* [EXERCISE INSTRUCTIONS]:
The required output is the exact run of lines below that opens at the line with "pixel 517 30" and closes at the line with "pixel 497 302".

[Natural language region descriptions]
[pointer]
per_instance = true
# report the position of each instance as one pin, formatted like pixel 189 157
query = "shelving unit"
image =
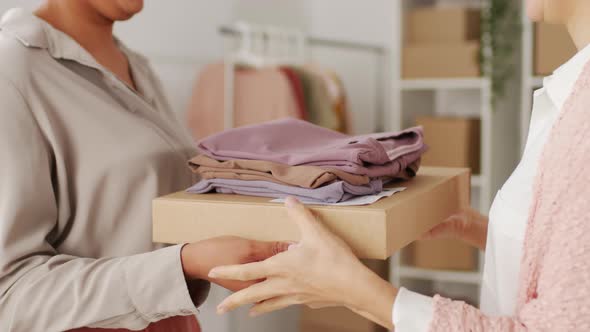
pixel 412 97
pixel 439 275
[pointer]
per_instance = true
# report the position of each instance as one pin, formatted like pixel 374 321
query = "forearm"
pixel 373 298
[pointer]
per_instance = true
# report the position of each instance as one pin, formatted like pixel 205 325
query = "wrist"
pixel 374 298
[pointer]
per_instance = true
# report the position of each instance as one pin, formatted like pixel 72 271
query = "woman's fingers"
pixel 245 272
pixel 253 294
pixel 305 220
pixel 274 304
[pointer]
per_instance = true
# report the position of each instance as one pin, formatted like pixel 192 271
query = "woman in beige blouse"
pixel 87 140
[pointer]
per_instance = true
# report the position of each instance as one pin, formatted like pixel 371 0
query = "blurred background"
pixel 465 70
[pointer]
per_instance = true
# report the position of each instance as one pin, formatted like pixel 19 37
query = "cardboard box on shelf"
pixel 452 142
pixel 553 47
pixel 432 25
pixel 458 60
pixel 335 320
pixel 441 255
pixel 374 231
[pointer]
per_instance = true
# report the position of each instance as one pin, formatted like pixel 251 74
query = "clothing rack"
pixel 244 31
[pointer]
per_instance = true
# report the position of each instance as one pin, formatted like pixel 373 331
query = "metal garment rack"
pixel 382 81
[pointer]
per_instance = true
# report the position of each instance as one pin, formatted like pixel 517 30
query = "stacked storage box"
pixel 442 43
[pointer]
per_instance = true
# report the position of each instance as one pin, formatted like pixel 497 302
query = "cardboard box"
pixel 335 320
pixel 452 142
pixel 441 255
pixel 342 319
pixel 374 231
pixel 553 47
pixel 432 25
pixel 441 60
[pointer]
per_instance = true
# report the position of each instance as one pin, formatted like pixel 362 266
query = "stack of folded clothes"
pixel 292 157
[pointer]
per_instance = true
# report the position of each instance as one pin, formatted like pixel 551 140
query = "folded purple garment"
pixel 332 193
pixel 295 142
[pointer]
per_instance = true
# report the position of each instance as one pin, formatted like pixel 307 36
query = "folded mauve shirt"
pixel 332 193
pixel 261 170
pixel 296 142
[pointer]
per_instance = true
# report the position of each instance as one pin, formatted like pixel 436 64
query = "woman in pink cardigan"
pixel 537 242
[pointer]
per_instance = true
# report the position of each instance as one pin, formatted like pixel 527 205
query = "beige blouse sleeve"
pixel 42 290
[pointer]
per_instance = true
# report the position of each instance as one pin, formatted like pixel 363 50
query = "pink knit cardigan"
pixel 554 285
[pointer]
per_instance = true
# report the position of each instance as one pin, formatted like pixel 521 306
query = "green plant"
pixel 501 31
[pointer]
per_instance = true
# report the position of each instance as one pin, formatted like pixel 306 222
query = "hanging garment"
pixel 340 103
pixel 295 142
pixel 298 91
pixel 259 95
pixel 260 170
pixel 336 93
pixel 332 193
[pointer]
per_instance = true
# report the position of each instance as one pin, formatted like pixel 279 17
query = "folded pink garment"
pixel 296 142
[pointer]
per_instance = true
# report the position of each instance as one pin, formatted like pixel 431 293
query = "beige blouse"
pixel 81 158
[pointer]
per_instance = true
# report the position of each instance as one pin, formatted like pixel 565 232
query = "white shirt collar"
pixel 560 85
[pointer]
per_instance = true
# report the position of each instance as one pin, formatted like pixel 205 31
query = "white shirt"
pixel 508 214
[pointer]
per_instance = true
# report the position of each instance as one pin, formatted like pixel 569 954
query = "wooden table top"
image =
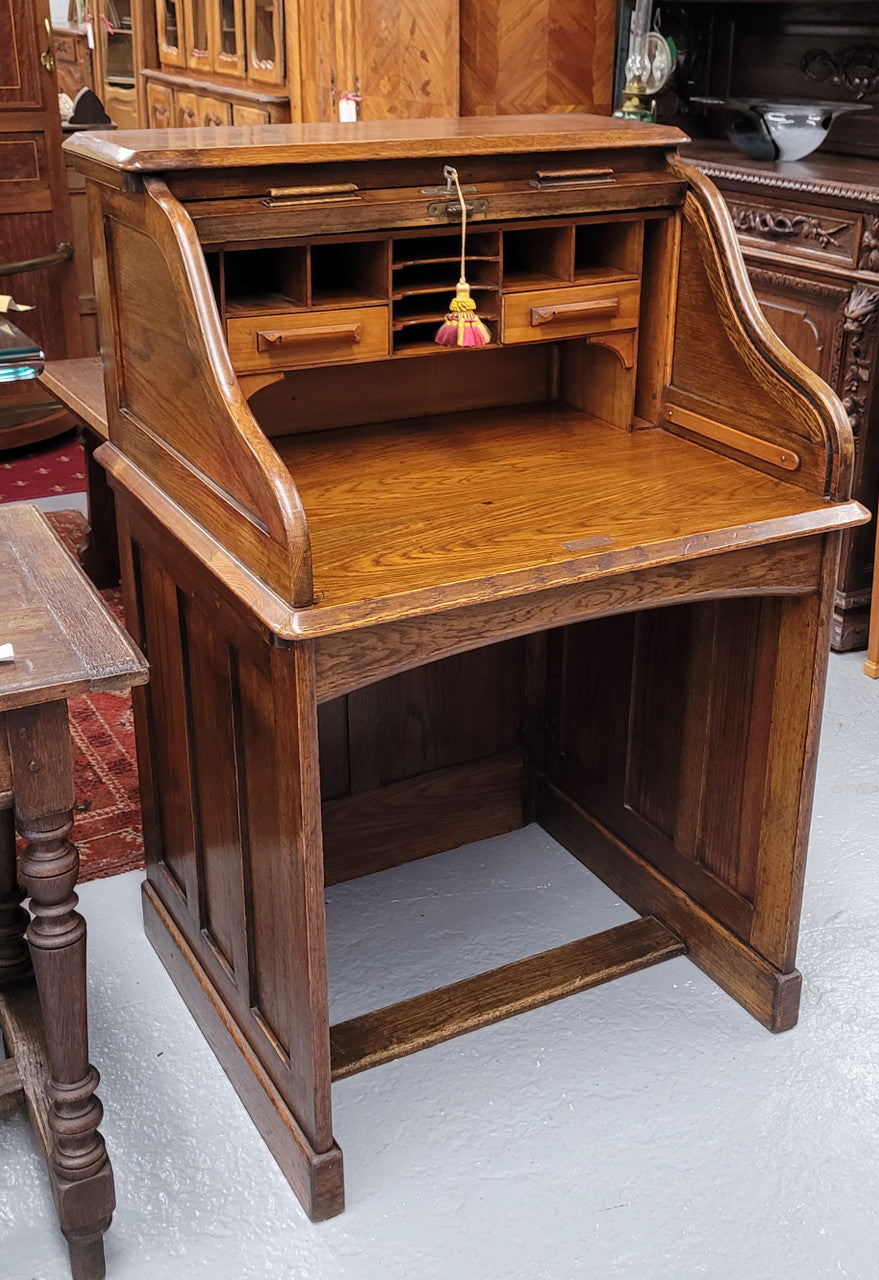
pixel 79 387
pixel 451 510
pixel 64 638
* * *
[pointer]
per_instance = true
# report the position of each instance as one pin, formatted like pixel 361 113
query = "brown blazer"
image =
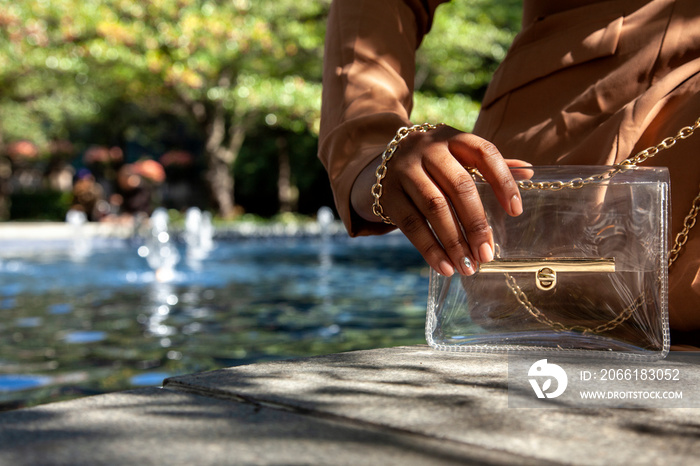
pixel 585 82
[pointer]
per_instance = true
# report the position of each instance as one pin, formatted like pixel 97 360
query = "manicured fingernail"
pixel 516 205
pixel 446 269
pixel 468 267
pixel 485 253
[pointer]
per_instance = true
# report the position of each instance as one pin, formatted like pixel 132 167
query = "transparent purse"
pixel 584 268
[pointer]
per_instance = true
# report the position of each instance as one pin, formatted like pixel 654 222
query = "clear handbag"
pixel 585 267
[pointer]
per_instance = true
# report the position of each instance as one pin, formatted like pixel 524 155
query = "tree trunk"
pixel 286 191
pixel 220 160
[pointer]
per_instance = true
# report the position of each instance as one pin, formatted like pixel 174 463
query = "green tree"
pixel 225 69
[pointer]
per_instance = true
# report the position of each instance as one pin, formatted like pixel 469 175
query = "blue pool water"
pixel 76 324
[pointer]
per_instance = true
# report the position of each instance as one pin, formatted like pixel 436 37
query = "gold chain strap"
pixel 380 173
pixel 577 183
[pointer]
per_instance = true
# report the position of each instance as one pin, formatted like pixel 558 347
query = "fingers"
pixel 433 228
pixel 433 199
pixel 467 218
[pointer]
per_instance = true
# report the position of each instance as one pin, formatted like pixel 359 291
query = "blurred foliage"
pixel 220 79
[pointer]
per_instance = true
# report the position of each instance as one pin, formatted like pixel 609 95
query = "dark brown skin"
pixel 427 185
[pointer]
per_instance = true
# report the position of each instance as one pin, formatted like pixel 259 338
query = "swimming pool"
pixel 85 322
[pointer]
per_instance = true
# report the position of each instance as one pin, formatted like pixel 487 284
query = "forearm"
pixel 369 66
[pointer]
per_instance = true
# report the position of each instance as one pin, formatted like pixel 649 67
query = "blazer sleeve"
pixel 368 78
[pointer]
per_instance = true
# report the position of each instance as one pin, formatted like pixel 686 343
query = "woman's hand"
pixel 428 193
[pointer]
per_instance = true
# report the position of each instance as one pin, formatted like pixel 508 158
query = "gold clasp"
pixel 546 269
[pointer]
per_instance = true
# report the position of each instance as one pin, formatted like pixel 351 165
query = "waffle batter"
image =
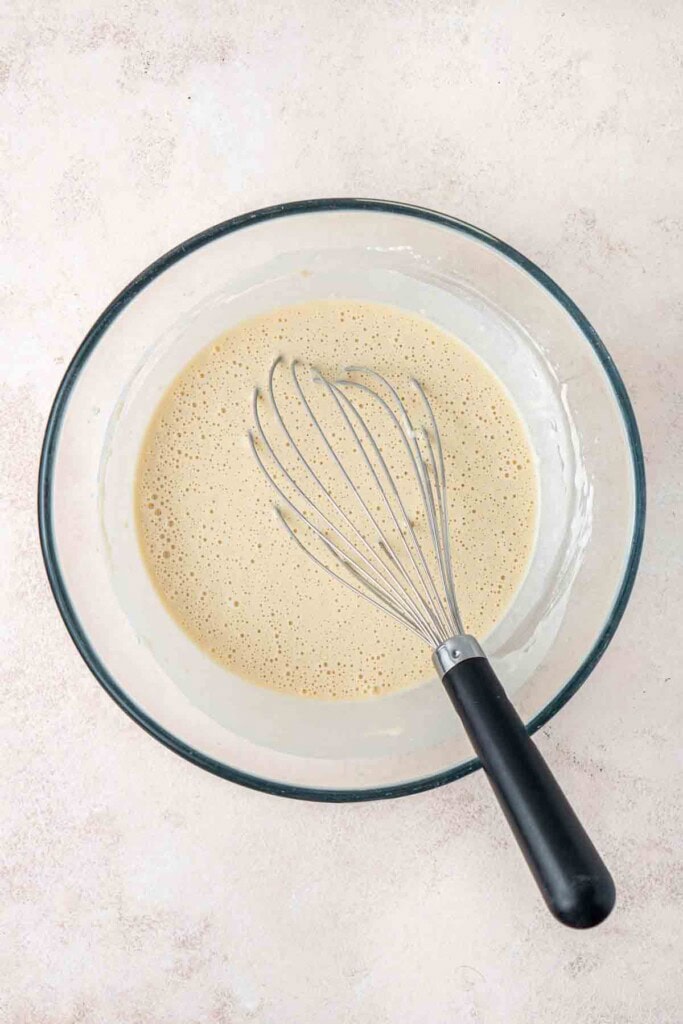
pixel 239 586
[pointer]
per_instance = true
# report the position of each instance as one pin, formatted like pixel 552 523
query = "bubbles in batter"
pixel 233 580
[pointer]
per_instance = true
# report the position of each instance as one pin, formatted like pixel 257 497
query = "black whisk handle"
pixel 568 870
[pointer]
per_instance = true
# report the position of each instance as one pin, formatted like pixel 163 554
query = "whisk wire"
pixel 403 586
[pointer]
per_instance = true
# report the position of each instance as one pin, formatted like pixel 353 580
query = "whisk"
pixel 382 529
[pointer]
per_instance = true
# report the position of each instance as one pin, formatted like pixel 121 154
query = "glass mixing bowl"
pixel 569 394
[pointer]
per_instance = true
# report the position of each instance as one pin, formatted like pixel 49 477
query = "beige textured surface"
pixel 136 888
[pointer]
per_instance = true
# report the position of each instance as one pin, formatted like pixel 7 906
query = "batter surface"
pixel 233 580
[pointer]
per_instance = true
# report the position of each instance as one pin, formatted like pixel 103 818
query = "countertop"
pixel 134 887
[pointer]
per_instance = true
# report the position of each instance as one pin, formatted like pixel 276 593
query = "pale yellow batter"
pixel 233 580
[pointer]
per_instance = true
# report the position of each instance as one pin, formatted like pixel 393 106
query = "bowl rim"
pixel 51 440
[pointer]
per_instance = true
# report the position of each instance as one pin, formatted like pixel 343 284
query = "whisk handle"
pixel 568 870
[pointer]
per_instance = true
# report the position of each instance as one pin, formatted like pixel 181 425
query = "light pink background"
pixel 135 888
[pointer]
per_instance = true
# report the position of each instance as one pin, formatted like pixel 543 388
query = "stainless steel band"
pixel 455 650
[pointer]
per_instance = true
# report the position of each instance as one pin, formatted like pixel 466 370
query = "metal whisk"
---
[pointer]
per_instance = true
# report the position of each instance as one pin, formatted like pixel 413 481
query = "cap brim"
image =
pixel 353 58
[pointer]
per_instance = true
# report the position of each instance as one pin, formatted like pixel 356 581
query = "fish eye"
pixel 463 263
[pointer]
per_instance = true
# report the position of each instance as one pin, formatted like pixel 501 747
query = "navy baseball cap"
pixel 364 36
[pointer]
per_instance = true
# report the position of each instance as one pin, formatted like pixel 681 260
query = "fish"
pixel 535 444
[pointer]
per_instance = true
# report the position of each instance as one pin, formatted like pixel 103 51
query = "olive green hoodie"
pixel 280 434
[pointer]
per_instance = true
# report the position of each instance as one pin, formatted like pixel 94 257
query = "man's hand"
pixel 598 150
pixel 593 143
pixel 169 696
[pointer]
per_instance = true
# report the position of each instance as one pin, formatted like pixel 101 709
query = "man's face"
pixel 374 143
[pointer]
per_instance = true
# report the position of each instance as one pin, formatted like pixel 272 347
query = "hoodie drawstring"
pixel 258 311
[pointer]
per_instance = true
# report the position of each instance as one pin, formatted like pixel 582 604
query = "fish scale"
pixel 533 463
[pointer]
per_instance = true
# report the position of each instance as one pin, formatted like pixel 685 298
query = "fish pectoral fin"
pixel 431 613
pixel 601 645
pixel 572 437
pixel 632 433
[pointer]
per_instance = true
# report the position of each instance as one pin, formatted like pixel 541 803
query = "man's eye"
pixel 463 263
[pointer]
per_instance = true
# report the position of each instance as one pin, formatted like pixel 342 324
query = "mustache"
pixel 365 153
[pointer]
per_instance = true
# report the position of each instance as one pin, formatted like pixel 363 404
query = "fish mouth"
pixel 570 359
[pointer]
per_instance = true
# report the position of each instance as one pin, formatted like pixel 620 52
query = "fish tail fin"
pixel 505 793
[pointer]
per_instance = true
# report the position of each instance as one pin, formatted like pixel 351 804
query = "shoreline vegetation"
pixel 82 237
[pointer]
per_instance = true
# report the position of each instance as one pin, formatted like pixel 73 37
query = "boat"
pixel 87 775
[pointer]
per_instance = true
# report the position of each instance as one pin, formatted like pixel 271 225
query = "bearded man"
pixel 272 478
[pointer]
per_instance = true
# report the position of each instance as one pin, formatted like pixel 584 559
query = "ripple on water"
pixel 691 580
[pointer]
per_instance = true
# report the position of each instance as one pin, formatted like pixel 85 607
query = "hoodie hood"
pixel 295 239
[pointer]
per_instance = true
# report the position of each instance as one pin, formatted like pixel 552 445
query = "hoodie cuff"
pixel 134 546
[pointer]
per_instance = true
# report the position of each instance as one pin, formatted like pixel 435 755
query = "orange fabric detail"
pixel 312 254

* [EXERCISE ANSWER]:
# report the position of each instance as one pin, formatted like pixel 517 30
query = "stacked storage box"
pixel 442 43
[pointer]
per_instance = true
# report the position of each instance as one pin, formatted like pixel 497 302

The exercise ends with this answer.